• **STATED GOAL**:
Arrange the data below, from the line with "Note: spot the fence post" to the line with "<point>536,256</point>", as a two-column CSV headed note,points, with one row for each line starting "Note:". Put that line in the first quoted field and the lines after it in the second quoted field, turning line breaks into spaces.

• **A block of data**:

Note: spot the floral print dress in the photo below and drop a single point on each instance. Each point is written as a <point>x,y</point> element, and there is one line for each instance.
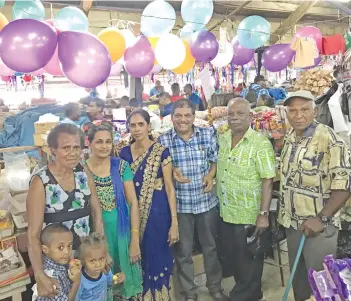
<point>71,208</point>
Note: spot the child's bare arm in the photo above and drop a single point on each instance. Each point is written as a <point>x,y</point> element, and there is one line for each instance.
<point>72,294</point>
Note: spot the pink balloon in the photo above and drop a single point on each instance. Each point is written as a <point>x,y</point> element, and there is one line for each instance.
<point>4,70</point>
<point>38,72</point>
<point>139,58</point>
<point>156,69</point>
<point>116,69</point>
<point>5,78</point>
<point>51,22</point>
<point>310,32</point>
<point>53,66</point>
<point>27,44</point>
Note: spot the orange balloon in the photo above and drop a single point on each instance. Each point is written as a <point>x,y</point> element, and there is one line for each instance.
<point>3,21</point>
<point>153,41</point>
<point>188,62</point>
<point>114,41</point>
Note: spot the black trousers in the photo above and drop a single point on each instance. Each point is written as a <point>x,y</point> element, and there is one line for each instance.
<point>238,261</point>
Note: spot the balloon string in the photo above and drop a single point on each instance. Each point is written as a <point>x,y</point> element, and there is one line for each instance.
<point>29,14</point>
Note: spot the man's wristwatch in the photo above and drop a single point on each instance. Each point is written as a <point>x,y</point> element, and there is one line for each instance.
<point>324,219</point>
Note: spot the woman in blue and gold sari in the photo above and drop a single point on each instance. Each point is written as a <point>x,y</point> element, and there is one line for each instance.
<point>152,167</point>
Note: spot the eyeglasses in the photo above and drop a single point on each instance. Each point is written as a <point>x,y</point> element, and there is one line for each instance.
<point>186,116</point>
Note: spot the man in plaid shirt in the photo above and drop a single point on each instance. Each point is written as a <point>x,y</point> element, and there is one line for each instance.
<point>194,153</point>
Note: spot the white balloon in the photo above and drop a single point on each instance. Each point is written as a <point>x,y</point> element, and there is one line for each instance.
<point>129,37</point>
<point>170,51</point>
<point>224,58</point>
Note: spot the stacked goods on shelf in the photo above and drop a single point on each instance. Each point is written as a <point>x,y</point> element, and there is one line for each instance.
<point>42,128</point>
<point>316,81</point>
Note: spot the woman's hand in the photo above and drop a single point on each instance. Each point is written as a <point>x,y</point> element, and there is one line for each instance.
<point>47,286</point>
<point>109,264</point>
<point>134,251</point>
<point>173,234</point>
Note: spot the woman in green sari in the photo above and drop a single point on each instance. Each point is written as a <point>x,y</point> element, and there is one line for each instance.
<point>115,188</point>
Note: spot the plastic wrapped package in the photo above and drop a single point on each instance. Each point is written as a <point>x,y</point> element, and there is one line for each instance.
<point>17,168</point>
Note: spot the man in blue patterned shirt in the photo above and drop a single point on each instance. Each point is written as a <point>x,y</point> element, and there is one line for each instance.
<point>194,153</point>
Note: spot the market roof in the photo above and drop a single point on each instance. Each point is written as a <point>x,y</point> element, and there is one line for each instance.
<point>318,10</point>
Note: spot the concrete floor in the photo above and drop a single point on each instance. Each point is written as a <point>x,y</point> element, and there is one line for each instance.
<point>271,282</point>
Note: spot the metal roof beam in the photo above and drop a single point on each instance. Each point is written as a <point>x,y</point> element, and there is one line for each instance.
<point>279,7</point>
<point>229,15</point>
<point>295,17</point>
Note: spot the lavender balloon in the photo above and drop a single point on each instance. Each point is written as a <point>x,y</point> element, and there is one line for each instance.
<point>116,69</point>
<point>277,57</point>
<point>85,60</point>
<point>139,58</point>
<point>242,55</point>
<point>204,46</point>
<point>27,45</point>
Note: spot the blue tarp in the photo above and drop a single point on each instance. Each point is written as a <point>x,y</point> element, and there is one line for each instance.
<point>19,129</point>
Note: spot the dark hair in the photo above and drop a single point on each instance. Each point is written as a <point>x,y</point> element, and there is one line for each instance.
<point>165,94</point>
<point>133,103</point>
<point>98,101</point>
<point>70,108</point>
<point>175,88</point>
<point>183,103</point>
<point>259,78</point>
<point>93,240</point>
<point>50,230</point>
<point>268,101</point>
<point>124,101</point>
<point>64,128</point>
<point>145,116</point>
<point>93,129</point>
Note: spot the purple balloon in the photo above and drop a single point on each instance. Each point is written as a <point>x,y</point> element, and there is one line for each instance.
<point>242,55</point>
<point>139,58</point>
<point>116,69</point>
<point>316,63</point>
<point>85,60</point>
<point>27,45</point>
<point>277,57</point>
<point>204,46</point>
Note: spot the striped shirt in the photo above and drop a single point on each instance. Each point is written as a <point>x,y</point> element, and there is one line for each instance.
<point>193,158</point>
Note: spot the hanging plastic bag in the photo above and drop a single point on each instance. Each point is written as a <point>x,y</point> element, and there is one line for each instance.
<point>17,169</point>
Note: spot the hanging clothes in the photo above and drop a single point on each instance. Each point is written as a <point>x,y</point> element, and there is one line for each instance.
<point>333,45</point>
<point>306,51</point>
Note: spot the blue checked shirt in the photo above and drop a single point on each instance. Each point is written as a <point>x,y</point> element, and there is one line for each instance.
<point>193,158</point>
<point>61,275</point>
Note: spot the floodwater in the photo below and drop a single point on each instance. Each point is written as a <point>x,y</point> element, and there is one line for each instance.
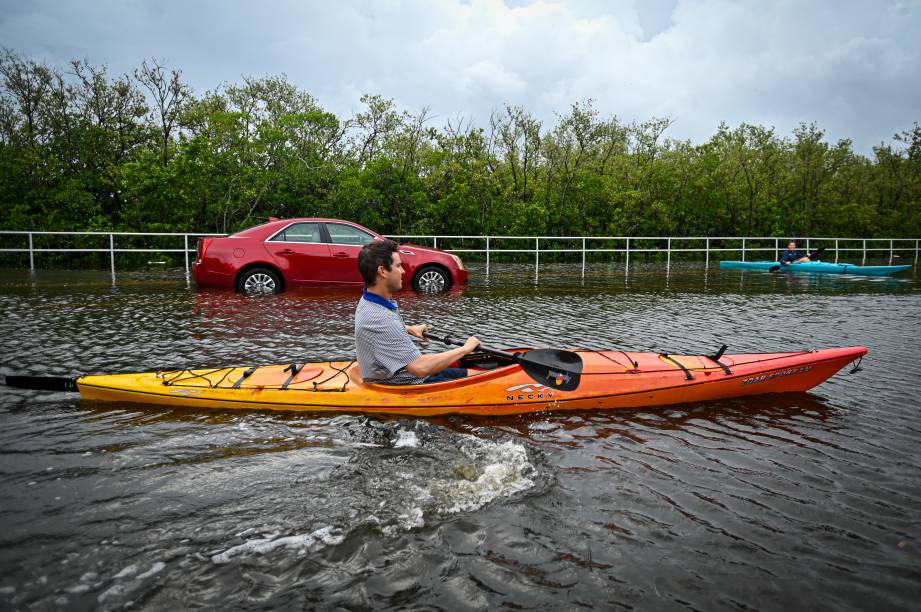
<point>800,501</point>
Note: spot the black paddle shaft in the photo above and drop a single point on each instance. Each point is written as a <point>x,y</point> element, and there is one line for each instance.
<point>42,383</point>
<point>551,367</point>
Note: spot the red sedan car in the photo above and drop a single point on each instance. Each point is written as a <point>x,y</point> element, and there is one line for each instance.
<point>287,253</point>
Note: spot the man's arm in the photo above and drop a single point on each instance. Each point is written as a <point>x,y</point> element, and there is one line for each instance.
<point>426,365</point>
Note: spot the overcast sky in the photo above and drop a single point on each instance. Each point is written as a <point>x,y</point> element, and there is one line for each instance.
<point>853,67</point>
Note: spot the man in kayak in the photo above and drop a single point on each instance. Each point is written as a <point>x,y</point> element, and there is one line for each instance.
<point>791,255</point>
<point>383,344</point>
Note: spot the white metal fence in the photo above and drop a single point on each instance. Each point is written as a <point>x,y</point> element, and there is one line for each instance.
<point>663,244</point>
<point>877,248</point>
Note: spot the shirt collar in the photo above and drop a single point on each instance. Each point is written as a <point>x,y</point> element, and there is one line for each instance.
<point>376,299</point>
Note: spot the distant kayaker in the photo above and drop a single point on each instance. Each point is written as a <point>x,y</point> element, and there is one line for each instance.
<point>386,352</point>
<point>791,255</point>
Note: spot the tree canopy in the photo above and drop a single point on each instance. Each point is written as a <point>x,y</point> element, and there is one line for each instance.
<point>81,149</point>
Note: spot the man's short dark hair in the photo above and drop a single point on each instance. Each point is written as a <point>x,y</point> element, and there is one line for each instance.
<point>378,252</point>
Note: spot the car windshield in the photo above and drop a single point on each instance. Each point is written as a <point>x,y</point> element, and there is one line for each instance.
<point>299,232</point>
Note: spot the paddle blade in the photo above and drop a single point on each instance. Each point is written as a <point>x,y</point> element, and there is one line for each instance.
<point>42,383</point>
<point>552,367</point>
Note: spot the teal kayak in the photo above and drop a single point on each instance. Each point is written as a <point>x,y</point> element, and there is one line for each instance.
<point>816,267</point>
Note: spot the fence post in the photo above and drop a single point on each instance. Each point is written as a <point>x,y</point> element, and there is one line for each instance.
<point>112,255</point>
<point>536,256</point>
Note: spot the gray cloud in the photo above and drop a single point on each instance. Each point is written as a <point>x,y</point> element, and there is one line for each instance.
<point>850,66</point>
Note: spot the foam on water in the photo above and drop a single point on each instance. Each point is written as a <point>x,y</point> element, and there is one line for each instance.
<point>311,542</point>
<point>407,439</point>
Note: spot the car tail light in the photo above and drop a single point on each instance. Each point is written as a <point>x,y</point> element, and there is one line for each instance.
<point>203,244</point>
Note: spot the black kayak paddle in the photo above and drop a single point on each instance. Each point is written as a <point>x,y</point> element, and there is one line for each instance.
<point>551,367</point>
<point>815,253</point>
<point>42,383</point>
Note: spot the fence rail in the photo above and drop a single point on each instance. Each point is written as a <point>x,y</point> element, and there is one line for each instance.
<point>662,245</point>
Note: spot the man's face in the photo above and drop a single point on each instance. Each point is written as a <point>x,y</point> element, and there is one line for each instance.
<point>393,278</point>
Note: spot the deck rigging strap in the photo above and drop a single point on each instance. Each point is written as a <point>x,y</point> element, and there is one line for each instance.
<point>348,379</point>
<point>716,359</point>
<point>856,367</point>
<point>295,370</point>
<point>169,382</point>
<point>633,370</point>
<point>687,372</point>
<point>246,374</point>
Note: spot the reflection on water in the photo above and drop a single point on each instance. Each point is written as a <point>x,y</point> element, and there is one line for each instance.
<point>773,502</point>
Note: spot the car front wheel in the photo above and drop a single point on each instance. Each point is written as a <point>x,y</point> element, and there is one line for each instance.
<point>259,281</point>
<point>431,279</point>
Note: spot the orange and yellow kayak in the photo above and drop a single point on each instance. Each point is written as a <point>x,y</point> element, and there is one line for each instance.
<point>609,379</point>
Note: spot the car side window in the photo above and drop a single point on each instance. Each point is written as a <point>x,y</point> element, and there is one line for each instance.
<point>300,232</point>
<point>347,234</point>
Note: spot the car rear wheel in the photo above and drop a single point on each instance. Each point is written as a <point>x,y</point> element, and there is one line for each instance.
<point>259,281</point>
<point>431,279</point>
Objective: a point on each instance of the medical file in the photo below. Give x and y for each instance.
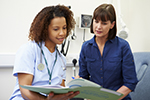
(88, 90)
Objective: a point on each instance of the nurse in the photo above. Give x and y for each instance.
(38, 62)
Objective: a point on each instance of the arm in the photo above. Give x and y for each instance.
(26, 79)
(124, 90)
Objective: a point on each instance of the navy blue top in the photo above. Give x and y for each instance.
(112, 70)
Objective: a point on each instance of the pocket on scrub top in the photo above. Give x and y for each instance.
(56, 80)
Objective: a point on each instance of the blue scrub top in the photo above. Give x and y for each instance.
(27, 61)
(112, 70)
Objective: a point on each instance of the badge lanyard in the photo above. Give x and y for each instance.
(50, 73)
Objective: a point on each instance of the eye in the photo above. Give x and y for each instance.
(64, 28)
(55, 29)
(96, 21)
(104, 23)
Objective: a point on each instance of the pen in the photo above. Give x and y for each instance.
(73, 78)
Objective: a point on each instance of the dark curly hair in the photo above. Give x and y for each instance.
(105, 12)
(39, 27)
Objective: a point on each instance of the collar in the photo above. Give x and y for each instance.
(93, 42)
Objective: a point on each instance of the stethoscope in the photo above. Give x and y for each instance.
(41, 65)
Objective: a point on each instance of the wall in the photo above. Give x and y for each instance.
(17, 15)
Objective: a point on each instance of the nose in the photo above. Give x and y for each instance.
(99, 25)
(62, 32)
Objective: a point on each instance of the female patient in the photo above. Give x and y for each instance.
(107, 59)
(39, 62)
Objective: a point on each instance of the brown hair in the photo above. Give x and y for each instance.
(39, 27)
(105, 12)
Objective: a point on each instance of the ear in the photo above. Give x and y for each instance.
(112, 24)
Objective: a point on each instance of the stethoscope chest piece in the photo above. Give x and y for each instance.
(41, 66)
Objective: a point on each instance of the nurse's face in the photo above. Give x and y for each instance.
(57, 30)
(101, 28)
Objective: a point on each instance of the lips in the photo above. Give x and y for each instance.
(99, 32)
(60, 39)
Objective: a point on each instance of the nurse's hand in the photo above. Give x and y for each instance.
(65, 96)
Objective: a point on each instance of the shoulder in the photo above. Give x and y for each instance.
(121, 41)
(27, 48)
(88, 42)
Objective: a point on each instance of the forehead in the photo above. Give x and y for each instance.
(103, 16)
(57, 21)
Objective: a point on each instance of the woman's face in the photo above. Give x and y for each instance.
(57, 30)
(101, 28)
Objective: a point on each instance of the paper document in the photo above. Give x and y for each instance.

• **RESPONSE TO THE EXERCISE**:
note,points
"Note: spot the fence post in the photo above and drop a single point on each instance. Each point is written as a <point>x,y</point> element, and there is one line for each instance.","<point>112,255</point> <point>536,256</point>"